▶ _Exercise requirements_
Show every line from the entries that follow which holds the word "black".

Records from a data source
+ + + + + + +
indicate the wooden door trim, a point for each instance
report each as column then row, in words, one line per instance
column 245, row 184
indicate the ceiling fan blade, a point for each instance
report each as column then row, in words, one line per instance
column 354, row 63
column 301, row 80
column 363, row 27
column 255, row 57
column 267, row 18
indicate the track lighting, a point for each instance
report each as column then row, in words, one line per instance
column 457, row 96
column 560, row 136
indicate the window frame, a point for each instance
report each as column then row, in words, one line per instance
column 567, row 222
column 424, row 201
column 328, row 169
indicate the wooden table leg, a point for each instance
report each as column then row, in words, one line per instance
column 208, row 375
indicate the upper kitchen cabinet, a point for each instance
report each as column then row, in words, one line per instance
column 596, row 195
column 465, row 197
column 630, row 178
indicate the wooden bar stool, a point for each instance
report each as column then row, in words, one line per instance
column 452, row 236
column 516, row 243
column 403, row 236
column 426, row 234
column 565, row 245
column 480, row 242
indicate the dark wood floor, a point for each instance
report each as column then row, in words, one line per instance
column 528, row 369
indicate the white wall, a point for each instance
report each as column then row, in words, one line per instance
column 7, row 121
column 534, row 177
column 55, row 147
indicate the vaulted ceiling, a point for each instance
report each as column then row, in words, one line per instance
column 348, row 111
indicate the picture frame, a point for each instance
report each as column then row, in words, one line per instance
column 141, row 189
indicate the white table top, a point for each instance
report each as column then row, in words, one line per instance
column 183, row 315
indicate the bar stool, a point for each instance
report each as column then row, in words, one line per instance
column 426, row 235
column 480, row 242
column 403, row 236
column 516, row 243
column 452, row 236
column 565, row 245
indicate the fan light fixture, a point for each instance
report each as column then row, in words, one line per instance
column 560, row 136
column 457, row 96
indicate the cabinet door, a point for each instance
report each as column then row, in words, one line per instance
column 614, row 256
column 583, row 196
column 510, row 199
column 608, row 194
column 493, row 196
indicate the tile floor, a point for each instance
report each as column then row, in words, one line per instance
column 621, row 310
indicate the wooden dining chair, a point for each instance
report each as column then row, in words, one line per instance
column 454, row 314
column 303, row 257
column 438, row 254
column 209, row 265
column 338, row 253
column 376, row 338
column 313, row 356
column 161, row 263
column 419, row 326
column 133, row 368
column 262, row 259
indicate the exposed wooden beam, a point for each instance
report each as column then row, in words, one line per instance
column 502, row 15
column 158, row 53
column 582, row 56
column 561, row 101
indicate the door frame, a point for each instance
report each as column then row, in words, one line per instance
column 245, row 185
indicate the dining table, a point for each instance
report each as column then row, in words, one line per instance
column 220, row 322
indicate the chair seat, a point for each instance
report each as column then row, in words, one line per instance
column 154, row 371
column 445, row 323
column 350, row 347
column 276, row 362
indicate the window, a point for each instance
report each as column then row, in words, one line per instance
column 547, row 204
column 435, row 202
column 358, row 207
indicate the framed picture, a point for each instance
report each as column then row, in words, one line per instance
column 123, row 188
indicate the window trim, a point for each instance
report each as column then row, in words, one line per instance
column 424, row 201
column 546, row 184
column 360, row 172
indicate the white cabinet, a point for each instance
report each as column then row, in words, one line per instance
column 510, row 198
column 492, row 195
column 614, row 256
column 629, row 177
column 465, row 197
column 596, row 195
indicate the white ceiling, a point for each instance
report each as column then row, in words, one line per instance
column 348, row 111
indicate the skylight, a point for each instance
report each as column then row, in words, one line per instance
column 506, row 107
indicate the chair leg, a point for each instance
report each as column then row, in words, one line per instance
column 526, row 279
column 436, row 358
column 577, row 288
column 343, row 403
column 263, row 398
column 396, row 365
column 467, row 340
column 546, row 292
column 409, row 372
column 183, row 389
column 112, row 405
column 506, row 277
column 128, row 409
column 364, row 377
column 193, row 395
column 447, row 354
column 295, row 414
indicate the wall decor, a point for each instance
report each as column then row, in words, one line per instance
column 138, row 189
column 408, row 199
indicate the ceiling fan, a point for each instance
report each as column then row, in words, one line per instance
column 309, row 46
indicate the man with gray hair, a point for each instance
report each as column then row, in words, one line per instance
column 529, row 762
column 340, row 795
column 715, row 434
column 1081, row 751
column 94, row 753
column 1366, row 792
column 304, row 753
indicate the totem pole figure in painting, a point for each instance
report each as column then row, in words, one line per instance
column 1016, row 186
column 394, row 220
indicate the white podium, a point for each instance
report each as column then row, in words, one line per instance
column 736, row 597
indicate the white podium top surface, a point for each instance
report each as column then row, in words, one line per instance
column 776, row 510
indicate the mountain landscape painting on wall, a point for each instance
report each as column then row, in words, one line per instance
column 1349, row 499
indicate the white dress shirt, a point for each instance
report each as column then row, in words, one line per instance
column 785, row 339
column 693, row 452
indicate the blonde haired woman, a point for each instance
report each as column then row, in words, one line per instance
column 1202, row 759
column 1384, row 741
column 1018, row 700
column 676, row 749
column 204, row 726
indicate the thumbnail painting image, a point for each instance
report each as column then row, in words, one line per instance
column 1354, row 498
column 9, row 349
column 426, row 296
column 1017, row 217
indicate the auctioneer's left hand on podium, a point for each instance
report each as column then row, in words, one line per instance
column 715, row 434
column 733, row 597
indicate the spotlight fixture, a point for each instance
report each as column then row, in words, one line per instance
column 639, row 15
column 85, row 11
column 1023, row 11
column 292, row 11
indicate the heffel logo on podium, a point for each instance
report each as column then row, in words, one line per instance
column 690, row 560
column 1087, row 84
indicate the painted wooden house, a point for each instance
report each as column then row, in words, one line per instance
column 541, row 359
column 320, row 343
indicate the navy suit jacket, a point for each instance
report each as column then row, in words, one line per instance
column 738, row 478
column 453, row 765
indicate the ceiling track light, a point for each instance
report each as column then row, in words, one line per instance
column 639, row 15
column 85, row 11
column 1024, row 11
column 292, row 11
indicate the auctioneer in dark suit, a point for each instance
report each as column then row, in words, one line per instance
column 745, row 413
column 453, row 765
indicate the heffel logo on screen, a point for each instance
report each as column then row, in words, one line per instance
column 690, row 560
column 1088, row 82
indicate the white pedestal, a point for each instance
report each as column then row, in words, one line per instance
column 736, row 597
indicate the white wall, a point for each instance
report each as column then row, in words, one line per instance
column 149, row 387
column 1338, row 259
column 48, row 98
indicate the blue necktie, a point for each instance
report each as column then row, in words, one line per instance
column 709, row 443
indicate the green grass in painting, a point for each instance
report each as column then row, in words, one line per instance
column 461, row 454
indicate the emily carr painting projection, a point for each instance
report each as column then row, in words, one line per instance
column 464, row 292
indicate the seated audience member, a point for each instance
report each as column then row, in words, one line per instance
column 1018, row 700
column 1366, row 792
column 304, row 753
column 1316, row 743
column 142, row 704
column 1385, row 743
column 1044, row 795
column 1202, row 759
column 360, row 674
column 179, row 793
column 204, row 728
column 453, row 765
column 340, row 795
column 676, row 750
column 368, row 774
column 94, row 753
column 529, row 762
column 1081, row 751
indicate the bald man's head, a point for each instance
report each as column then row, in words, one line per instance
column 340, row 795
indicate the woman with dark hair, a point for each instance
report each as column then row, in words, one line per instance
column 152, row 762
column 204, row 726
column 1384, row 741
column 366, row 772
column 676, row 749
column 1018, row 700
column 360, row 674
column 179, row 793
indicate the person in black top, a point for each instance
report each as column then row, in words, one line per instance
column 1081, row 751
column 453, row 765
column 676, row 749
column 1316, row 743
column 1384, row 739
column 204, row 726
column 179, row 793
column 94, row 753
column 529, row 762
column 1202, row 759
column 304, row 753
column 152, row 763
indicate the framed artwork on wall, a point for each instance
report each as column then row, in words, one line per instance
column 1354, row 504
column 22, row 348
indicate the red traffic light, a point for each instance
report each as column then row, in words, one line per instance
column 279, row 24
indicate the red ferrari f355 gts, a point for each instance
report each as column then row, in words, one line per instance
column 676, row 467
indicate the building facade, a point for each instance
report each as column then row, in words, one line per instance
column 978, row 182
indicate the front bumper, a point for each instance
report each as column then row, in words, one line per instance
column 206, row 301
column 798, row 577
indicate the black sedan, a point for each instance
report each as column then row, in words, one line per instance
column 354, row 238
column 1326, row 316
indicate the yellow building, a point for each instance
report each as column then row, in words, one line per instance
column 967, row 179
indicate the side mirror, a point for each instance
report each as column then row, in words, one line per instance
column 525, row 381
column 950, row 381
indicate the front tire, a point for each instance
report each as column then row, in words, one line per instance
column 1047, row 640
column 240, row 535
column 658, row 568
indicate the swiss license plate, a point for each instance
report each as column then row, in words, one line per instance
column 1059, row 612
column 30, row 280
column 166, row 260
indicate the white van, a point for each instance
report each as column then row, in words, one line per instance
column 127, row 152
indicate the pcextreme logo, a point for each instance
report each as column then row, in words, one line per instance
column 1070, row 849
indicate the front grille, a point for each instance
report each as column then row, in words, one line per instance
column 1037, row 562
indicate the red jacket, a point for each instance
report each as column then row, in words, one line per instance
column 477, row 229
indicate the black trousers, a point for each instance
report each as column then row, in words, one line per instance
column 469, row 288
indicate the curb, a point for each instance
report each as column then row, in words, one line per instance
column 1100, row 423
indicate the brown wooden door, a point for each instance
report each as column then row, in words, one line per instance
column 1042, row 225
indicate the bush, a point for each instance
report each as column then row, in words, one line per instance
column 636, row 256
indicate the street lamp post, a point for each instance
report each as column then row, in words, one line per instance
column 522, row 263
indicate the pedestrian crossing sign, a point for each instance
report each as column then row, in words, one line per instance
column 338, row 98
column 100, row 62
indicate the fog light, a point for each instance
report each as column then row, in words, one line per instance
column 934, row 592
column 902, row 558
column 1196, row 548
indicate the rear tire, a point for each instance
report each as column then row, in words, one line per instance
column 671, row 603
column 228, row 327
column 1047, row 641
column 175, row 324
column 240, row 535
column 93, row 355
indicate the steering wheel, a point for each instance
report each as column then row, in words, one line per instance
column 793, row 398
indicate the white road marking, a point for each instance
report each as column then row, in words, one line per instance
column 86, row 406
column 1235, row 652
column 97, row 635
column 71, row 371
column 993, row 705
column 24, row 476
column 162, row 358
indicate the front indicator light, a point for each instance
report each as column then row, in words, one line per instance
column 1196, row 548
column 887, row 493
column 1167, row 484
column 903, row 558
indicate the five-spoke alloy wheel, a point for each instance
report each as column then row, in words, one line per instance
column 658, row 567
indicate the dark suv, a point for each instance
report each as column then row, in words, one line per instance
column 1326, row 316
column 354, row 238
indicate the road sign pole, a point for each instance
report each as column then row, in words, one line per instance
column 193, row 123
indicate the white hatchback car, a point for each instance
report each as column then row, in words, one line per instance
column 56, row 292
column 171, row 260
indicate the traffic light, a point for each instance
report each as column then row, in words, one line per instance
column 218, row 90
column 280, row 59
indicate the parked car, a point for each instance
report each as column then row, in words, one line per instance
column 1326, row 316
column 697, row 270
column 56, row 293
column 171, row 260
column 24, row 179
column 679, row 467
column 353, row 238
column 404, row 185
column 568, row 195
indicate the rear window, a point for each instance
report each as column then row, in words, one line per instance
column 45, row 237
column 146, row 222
+ + + + + + +
▶ _Solved exercise_
indicate the person in black top, a point for each instance
indicate the black sedan, a point for each instance
indicate the black trousers, a point for each instance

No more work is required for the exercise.